**PASSAGE TO READ:**

At a period when, thanks to the soaring unemployment of those years, there was growing policy concern about failures of market clearing, the 1980 European Economic Review paper with Kevin Roberts was timely.  It extended the theory of household behaviour to the case of rationing, involving modified Slutsky equations that used the concept of virtual prices.  

Disequilibrium was also the underlying phenomenon of interest in his 1978 Economic Journal paper, which built a bridge between the two predominant models of international trade: the Hecksher-Ohlin-Samuelson equilibrium model and that of Harrod and Marshall which assumed a fixed international distribution of sector-specific capital.  The innovation here was to model the role of capital rental differentials in driving longer term inter-sectoral capital flows.

And this was only the start.  There followed some 80 further refereed journal articles, including a score of them in top-five journals, together with dozens of other academic publications.  As Nicholas Stern – who had, with James Mirrlees, been one of Peter’s supervisors in Oxford – has put it: “Peter brought very serious tough theory to the problems that matter.”

Although thought of as primarily a theoretician, Peter was an active participant in a number of economic policy debates. A quarter of a century ago he vigorously and publicly questioned the decision of the Irish government to adopt the euro, not only pointing out the importance of Ireland’s trade with the UK, but also highlighting how euro area monetary policy might well turn out to be inappropriate for a single small member state.  More recently he brought his formidable knowledge of the political economy of international economic relations and his awareness of the continuing empirical relevance of the gravity approach to international trade to support the futile, as it would turn out, case against a hard Brexit. 

And his contribution to economic policy went well beyond advocacy on specific issues. Indeed, running through most of his research endeavours is a concern with providing logically coherent and mathematically robust underpinnings for policy work. 

His work on purchasing power parities provides a good example.  Noting that the construction of PPP-adjusted international comparisons of prosperity was drawing on index number theory not fully consistent with utility theory, Peter worked over several years to construct a robust theoretical foundation (published in his 2004 paper in the American Economic Review) for the widely used method proposed in the mid-1950s by Irish statistician Roy Geary. Using this method, he waded into the debate about China’s GDP, concluding, in an Economic Journal paper with Rob Feenstra, Hong Ma, and D.S. Prasada Rao, that it was about a third larger than shown by the 2005 round of the International Comparison Program (ICP) – a finding with obvious important implications (and perhaps even more so in the current political climate than a decade ago).

**BRIEF 1:** Recast the entries from the line containing "Identify the white panel" through the end of the entries, inclusive, as a JSON list of strings with one string per line and blank lines left out.
The text and the entries that come after it are separate, unrelated material.

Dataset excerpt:

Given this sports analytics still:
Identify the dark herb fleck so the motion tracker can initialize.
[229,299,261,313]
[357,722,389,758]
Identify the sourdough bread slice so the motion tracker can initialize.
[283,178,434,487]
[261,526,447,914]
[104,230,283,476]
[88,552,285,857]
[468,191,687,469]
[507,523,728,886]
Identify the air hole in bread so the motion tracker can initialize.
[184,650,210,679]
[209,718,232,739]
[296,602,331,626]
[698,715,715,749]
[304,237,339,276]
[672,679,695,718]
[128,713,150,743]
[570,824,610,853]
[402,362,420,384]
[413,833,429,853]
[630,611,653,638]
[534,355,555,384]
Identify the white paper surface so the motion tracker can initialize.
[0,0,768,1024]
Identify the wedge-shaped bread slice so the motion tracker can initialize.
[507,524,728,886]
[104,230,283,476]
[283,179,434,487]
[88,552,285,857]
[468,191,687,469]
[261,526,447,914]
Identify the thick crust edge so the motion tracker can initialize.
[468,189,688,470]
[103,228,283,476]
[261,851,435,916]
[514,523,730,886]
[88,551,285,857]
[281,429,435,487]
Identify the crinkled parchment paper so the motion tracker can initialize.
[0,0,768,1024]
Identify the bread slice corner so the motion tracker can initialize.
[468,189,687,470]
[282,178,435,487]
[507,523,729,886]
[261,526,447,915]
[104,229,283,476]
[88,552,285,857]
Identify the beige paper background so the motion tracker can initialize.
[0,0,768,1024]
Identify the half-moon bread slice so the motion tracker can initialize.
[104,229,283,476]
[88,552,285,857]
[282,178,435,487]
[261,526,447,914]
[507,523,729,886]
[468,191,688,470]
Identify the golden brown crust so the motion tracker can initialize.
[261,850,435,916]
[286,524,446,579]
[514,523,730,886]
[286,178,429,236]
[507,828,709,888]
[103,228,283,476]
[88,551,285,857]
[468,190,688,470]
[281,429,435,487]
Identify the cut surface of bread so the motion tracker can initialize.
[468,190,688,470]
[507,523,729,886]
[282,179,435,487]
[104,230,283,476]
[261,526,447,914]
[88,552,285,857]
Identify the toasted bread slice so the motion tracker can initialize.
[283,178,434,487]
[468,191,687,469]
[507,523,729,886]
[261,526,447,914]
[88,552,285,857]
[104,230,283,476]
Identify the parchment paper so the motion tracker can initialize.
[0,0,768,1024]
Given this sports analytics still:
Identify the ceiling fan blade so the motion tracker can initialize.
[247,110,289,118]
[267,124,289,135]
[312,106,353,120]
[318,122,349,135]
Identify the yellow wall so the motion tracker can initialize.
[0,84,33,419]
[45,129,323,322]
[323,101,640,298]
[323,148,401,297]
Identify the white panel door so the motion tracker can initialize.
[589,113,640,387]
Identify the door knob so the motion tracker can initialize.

**BRIEF 2:** Give the part of the passage on Peter's economic work between "And his contribution" and "for policy work.", inclusive, replacing "advocacy" with "campaigning".

**FINAL RESULT 1:**
[
  "Identify the white panel door so the motion tracker can initialize.",
  "[589,113,640,387]",
  "Identify the door knob so the motion tracker can initialize."
]

**FINAL RESULT 2:**
And his contribution to economic policy went well beyond campaigning on specific issues. Indeed, running through most of his research endeavours is a concern with providing logically coherent and mathematically robust underpinnings for policy work.